WHAT TO DO.
a. Print the part of the artist's early-life timeline starting at "Summer: Moves back" and ending at "U.S. Air Force.".
b. Carry on the artist's early-life timeline, picking up right after its last sentence.

** start TEXT EXTRACT **

March 1: Father dies.

Summer: Moves back to Everett. His mother takes a position as sales person at JC Penney department store and shortly thereafter enters civil service in thc U.S. Air Force.

1953

1953

Probably in 1953 his mother takes him on a visit to the Seattle Art Museum, where he sees a drip painting by Jackson Pollock on loan to the museum. "I saw, my first Jackson Pollock in the Seattle Art Museum. At first I was outraged by it. It didn't look like anything. It totally eluded whatever I thought that painting would look like. I remember feeling outraged, but later - probably even later the day - I was dribbling paint all over my canvases"

1955

1955

Graduates from South Junior High School. Enters Everett High School. While there he designs, builds, and paints sets for school plays and illustrates yearbooks and literary magazines.

1958

1958

Graduates from Everett High School. Intending to become a commercial artist, he enters Everett Junior College (now Everett Community College), which had an "excellent" aft program. As an art major he studies drawing, design, painting, sculpture, commercial art, photography, ceramics, and jewelry.

** end TEXT EXTRACT **
** start PROVIDED INFORMATION **

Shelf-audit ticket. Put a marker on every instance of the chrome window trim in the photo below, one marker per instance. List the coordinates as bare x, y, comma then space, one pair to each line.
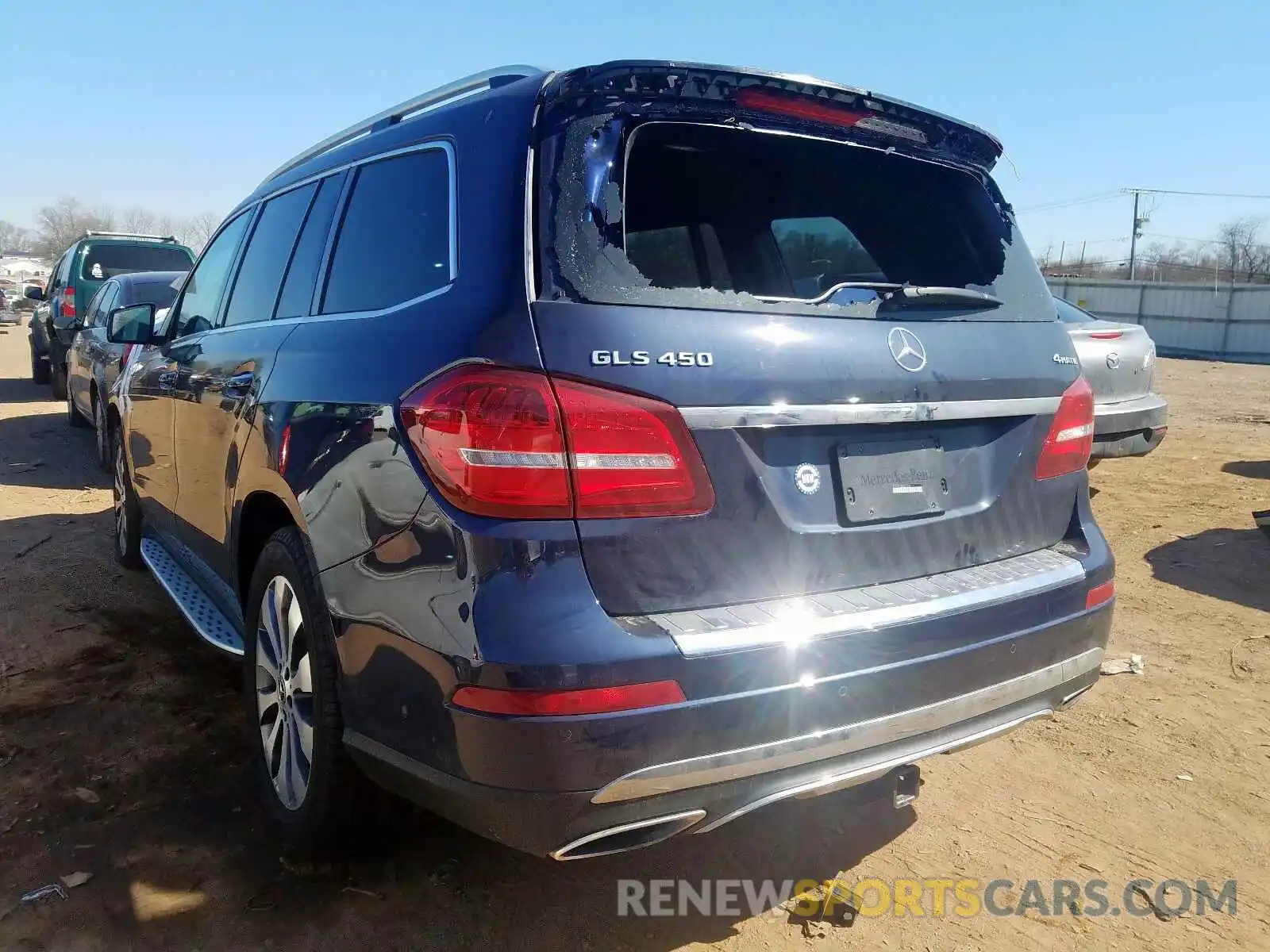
846, 739
713, 418
795, 620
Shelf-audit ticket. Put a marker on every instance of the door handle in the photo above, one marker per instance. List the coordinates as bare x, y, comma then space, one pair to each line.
239, 384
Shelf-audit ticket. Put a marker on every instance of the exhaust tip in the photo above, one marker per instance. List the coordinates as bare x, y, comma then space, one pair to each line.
630, 835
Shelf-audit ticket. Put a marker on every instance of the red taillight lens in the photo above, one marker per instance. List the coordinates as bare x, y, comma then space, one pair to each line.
548, 704
630, 456
493, 443
1071, 436
1100, 594
514, 444
797, 107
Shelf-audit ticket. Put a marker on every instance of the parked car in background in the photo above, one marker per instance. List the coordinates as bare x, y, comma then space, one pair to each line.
1119, 362
82, 271
625, 493
37, 338
93, 362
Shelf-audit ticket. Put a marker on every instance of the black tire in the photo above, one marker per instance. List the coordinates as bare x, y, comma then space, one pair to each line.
38, 366
321, 818
73, 416
101, 429
127, 509
57, 376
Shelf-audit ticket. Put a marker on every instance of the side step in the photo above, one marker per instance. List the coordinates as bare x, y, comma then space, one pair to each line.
200, 611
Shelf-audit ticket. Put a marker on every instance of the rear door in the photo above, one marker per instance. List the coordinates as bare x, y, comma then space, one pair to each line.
854, 432
219, 384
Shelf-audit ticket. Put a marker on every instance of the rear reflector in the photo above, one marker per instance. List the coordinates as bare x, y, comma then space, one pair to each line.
1100, 594
516, 444
1071, 436
548, 704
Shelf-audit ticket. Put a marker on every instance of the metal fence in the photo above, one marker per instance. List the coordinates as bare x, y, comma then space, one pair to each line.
1226, 323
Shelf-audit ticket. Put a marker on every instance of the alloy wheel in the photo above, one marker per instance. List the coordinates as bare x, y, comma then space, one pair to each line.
285, 700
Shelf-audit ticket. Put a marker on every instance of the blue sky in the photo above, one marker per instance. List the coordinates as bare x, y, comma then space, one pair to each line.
182, 108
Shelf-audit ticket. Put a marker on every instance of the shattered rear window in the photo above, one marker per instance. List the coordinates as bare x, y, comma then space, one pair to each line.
673, 213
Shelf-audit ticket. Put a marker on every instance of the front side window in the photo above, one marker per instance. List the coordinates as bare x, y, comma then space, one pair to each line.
256, 291
394, 240
201, 298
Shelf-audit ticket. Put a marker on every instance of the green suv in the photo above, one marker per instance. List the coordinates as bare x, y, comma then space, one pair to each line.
83, 268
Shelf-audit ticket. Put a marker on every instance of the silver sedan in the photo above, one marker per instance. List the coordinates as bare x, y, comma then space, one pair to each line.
1118, 361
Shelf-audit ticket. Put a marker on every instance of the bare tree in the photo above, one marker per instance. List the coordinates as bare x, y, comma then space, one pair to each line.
16, 239
65, 221
200, 228
1244, 254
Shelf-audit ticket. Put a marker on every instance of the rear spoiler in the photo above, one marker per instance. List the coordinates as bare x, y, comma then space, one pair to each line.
808, 99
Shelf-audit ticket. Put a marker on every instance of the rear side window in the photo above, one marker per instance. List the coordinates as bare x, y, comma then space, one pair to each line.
298, 290
103, 262
394, 240
656, 213
256, 291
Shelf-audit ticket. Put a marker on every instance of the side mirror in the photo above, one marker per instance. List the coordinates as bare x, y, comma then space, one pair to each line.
131, 325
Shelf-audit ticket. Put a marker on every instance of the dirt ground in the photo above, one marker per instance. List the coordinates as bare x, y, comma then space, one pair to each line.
122, 752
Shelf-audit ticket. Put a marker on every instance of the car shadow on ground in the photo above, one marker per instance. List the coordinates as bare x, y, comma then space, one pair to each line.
1250, 469
152, 724
1217, 562
42, 450
23, 390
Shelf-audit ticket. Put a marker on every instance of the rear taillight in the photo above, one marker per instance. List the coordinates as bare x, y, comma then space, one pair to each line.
516, 444
814, 111
548, 704
1071, 436
1100, 594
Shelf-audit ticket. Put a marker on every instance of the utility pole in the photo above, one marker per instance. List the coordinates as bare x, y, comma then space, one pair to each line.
1136, 234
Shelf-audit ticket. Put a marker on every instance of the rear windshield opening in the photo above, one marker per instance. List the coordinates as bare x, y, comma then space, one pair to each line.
717, 216
102, 262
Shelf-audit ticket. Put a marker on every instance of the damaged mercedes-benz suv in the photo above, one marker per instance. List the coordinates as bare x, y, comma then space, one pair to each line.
622, 450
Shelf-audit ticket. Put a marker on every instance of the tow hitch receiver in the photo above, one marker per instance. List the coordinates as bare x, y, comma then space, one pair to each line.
908, 782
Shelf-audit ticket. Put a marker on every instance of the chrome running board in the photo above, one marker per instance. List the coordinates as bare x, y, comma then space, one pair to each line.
200, 611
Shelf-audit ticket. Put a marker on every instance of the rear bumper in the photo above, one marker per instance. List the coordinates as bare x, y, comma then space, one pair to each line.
1130, 427
705, 791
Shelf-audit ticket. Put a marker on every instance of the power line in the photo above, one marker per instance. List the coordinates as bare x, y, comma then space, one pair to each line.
1202, 194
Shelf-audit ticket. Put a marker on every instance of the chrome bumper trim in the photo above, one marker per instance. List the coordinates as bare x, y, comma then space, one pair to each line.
791, 621
863, 774
849, 739
714, 418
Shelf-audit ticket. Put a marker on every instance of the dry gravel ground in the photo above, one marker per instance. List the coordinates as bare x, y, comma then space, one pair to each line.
105, 689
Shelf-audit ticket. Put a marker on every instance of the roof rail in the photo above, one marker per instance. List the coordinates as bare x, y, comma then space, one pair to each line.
478, 82
129, 234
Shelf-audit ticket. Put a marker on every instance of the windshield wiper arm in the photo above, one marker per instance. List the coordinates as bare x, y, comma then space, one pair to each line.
918, 294
829, 292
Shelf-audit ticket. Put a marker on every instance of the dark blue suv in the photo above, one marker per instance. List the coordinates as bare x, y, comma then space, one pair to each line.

** end PROVIDED INFORMATION **

RESPONSES TO THE TASKS.
a.
Summer: Moves back to Everett. His mother takes a position as sales person at JC Penney department store and shortly thereafter enters civil service in thc U.S. Air Force.

b.
1959

1959

Visits "Vincent van Gogh: Paintings and Drawings", a retrospective exhibition of 155 paintings and drawings at the Seattle Art Museum, held from March 7 to April 19.

1960

1960

Receives an A.A. (Associate of Arts) degree from Everett Junior College. Transfers to the University of Washington in Seattle.

Exhibits the oil painting "Nostalgia No. 2" (1960) at the "46th Annual Exhibition of Northwest Artists" at the Seattle Art Museum (November 9 - December 4).

Reminiscing about his West Coast years he says: "In art school you had late bohemian, pre-beatnik. Of course pre-hippie. Sort of beatnik ... Growing up on the West Coast, we spent a lot of time in San Francisco ... in North Beach ... Kerouac and all those people were big ... In Seattle we used to go to poetry readings and heard music all the time. And a lot of jazz. Great jazz in California."

1961

1961

Early in the year he begins painting flags. "I guess I had seen Jasper Johns ...I got into a lot of trouble ... I saw- myself as railing against the establishment. To make art that offended." Close cuts up the American flag and then sews it back together, in the shape of a mushroom cloud, for instance, and then paints over it. "It was 'ban the bomb' kind of stuff ... vaguely against military, against nuclear - the Korean War was over. We were in the heart of the Cold War."

Summer: Visits New York for the first time before going to Norfolk, Connecticut, to attend Yale Summer School of Music and Art. In New York, finds that visits to museums and galleries are exhilarating to a "kid from Seattle used to black and white reproductions." In Norfolk, studies with Bernard Chaet, Richard Lytle, Philip Guston, Elmer Bischoff, Walter Rosenblum, and Walker Evans. Brice Marden, Vija Celmins, and David Novros are among his classmates. He takes photography, painting, drawing, and printmaking.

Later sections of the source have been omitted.